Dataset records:
————
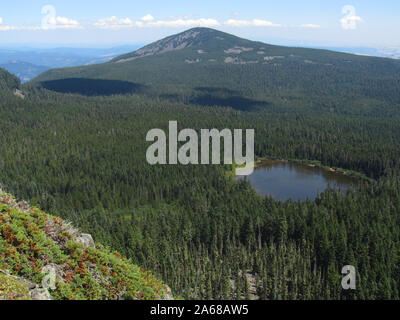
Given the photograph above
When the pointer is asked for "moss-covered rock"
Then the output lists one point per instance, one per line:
(50, 252)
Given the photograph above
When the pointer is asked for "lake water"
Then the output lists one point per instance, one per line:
(291, 180)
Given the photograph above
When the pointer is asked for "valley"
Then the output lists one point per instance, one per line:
(75, 146)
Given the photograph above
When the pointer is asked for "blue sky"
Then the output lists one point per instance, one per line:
(104, 23)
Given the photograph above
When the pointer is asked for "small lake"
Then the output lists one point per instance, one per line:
(290, 180)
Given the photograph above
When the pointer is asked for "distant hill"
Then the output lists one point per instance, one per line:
(177, 66)
(37, 244)
(25, 71)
————
WHAT TO WORK ON → Could you reproduce the records above exactly, leaving out every picture?

REPLY TO THE TASK →
Given the photograph above
When the pointer is asked for "moss-covered rock"
Then the output lists one point per instance, one per line:
(50, 252)
Given the photograph above
When the pointer is asked for "lake water"
Then the output lists one point per instance, one per line:
(291, 180)
Given the photograph above
When the pointer is asked for "valley"
Then the output lists one point per instance, one per line:
(75, 146)
Given the photograph above
When the pointer is asked for "blue sky"
Then the output lists one point per instance, one per line:
(104, 23)
Given the photograph above
When the pointer is asked for "small lake"
Then the output lists one point per instance, one per line:
(290, 180)
Given the photograph above
When the pointer is asked for "distant hill"
Then the output lists one point per instance, one per line:
(177, 66)
(37, 244)
(25, 71)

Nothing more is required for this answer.